To do -
A - In the reflection on Carrie Buck, rewrite the part that opens with the words containing "So, why did" and closes with "result of a rape.", swapping "yesterday evening" for "last night".
B - Summarize the reflection on Carrie Buck in two sentences.

I knew the name Carrie Buck mainly as the Buck part of Buck v. Bell, the Supreme Court case that upheld Virginia's 1924 eugenical sterilization law. It's hard to forget Oliver Wendell Holmes' declaration, "Three generations of imbeciles is enough." That judgement sealed the fate of Carrie Buck and 65,000 other Americans. I knew that there had been organizations actively promoting eugenics in the United States during the earlier part of the twentieth century. Our eugenics groups paralleled similar organizations that were emerging in Europe, notably in Germany, at that time. Eugenics has long since been discredited and, I confess, I didn't give Carrie Buck much thought. I concerned myself far more with subjects that appeared to still be in dispute.
Never having looked into the details of the case, although I deplored the program of sterilization, I didn't question the essential assumption that Carrie Buck was, in some manner or another, intellectually or emotionally impaired. If I thought about it at all, it was in terms of abstract principles. I never asked what caused the government to believe she, in particular, was someone who needed to be forcibly sterilized.
So, why did I think of Carrie Buck yesterday evening as I was getting ready to go to sleep? It was Hungry Coyote's diary and the reason why Carrie Buck had been committed to the Virginia State Colony for Epileptics and Feeble-Minded at the age of seventeen. She was pregnant as the result of a rape.
This fact has been haunting me since I read about it a couple of months ago in Nell Irvin Painter's The History of White People.

Available data -
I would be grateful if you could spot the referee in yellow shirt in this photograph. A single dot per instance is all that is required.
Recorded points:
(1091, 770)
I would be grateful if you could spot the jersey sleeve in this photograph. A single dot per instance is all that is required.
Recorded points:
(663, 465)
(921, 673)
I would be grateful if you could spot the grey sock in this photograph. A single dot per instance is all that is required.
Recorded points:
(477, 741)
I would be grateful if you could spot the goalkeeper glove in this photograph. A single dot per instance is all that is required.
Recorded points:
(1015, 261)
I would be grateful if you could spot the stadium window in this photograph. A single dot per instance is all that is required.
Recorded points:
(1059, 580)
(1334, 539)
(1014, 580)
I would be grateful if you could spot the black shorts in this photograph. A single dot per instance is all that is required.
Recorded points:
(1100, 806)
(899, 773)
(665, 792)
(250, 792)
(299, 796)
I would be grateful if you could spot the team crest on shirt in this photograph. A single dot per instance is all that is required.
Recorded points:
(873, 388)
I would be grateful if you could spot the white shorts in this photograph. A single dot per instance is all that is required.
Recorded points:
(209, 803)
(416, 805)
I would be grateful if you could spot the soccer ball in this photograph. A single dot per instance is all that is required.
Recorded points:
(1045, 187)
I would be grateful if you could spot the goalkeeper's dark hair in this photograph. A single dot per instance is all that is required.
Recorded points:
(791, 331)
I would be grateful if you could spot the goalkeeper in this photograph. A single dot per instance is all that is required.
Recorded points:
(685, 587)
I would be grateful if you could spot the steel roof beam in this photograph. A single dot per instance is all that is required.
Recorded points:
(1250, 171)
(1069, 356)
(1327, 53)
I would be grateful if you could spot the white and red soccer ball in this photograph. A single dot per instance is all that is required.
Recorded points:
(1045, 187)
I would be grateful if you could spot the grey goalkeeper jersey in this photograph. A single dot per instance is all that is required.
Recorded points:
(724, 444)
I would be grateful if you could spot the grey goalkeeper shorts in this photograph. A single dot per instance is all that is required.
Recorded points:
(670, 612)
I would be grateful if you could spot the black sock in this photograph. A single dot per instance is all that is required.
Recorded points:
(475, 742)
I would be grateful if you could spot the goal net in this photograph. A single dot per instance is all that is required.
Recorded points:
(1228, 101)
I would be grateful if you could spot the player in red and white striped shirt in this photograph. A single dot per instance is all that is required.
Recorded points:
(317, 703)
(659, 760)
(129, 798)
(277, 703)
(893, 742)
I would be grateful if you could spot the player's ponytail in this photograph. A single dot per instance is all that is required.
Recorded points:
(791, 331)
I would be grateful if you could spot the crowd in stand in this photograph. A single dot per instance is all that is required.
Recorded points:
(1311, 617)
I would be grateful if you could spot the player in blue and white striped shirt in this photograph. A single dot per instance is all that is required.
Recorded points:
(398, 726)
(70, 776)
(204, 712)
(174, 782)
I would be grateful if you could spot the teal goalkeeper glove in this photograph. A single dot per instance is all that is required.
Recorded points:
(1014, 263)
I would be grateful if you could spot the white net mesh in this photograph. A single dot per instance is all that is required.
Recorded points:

Task-by-task results -
A -
So, why did I think of Carrie Buck last night as I was getting ready to go to sleep? It was Hungry Coyote's diary and the reason why Carrie Buck had been committed to the Virginia State Colony for Epileptics and Feeble-Minded at the age of seventeen. She was pregnant as the result of a rape.

B - The writer had known Carrie Buck mainly through Buck v. Bell, the Supreme Court case that upheld Virginia's 1924 eugenical sterilization law, and had never questioned the assumption that she was somehow impaired. After reading Nell Irvin Painter's The History of White People, the writer has been haunted by the fact that she was committed at seventeen because she was pregnant as the result of a rape.